Pointing dataset records
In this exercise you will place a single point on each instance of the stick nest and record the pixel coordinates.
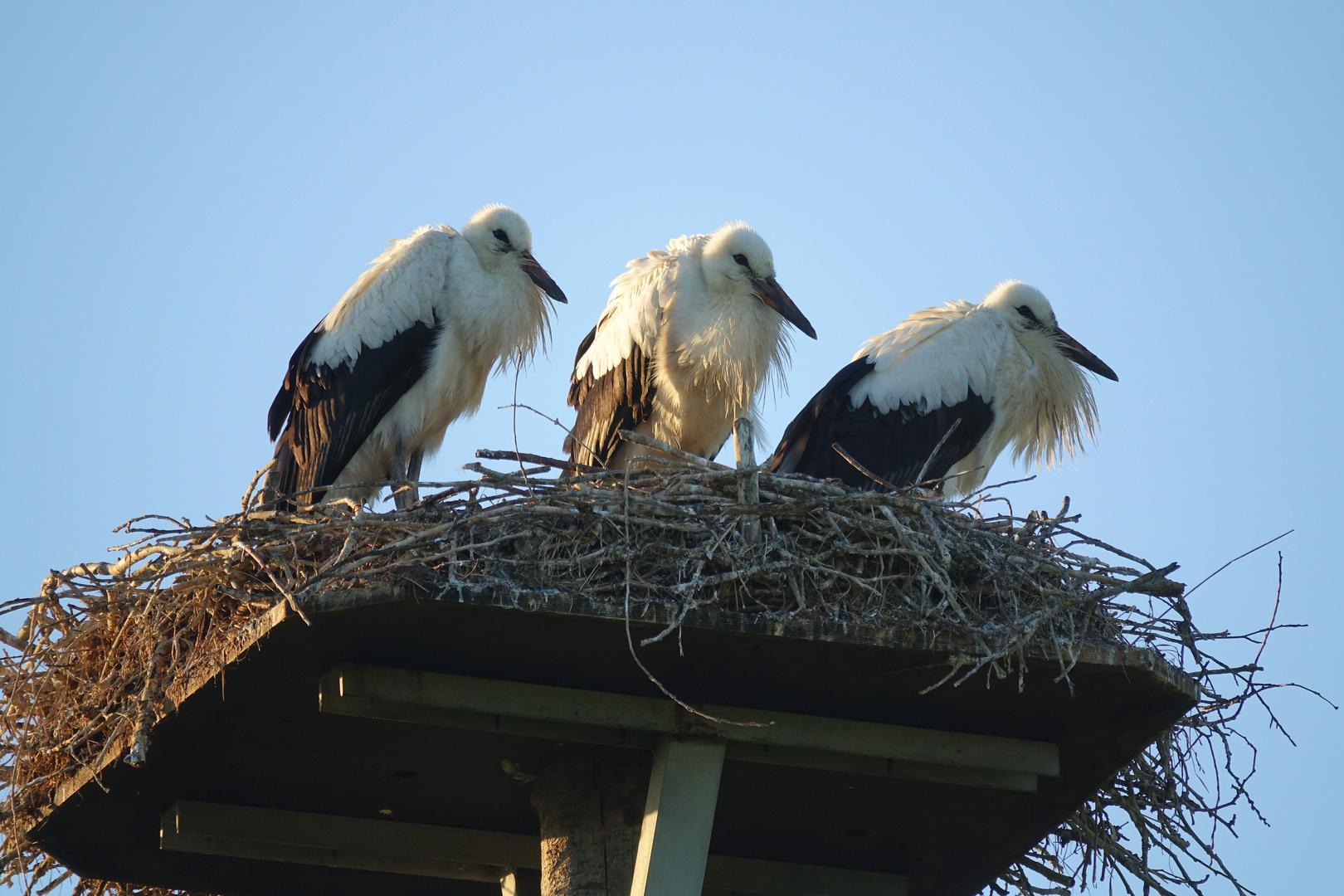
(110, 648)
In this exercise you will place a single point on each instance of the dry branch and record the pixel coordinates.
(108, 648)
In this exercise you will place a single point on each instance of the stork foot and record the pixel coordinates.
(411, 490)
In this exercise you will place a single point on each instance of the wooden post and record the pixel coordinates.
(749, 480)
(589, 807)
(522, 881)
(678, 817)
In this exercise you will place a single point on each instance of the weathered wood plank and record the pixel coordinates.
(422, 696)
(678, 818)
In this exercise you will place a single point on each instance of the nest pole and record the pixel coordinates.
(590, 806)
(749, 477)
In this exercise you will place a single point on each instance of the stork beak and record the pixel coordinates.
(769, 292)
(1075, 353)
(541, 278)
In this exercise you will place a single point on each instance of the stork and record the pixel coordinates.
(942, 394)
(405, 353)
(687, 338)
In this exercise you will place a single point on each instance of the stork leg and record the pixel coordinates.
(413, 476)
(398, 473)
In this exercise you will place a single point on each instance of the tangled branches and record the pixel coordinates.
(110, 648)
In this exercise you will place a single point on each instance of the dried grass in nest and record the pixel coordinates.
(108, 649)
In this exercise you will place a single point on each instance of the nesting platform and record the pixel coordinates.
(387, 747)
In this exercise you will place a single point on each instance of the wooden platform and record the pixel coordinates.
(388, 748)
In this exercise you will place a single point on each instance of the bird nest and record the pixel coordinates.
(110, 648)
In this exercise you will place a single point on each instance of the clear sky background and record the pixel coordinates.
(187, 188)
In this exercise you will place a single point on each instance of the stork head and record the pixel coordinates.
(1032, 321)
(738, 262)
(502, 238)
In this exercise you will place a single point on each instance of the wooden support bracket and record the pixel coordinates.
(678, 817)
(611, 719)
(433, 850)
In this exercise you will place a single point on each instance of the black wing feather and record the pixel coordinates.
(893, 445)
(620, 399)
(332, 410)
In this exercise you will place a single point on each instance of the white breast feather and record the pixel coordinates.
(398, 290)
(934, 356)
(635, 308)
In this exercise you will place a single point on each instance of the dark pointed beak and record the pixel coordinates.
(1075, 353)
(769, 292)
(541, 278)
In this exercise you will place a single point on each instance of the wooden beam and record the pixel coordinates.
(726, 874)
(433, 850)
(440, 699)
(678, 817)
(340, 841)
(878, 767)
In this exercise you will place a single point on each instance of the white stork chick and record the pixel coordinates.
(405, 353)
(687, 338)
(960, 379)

Stated goal: Quote the lines of the listing above that run from the line with "background and record the pixel coordinates." through its last line, both included, and nothing else.

Answer:
In this exercise you will place a single point on each instance of the clear sky background and record the pixel coordinates.
(187, 188)
In this exercise you will place a single point on each instance of the stork head and record the pixel coordinates.
(1032, 321)
(738, 262)
(502, 238)
In this exercise you will place a single point on each instance of the wooden support bracket and record the pixel coordinates.
(678, 817)
(611, 719)
(433, 850)
In this exercise you will place a single point on each instance of the black wing feather and record the pixel coordinates.
(893, 445)
(620, 399)
(332, 410)
In this exercise you will place a single point on each instance of the white breast feather and record the pixel coordinates.
(398, 290)
(934, 356)
(635, 308)
In this exercise you will place a single point on each instance of the dark pointed beak and record the pixel coordinates.
(1075, 353)
(769, 292)
(541, 278)
In this exercise you will place a single point on each instance of the wooden beam and record the pixel coordinates.
(726, 874)
(433, 850)
(440, 699)
(678, 817)
(340, 841)
(878, 767)
In this exercise you will place a single point on each instance of the white stork chick and record the pixel coordinates.
(405, 353)
(687, 338)
(960, 379)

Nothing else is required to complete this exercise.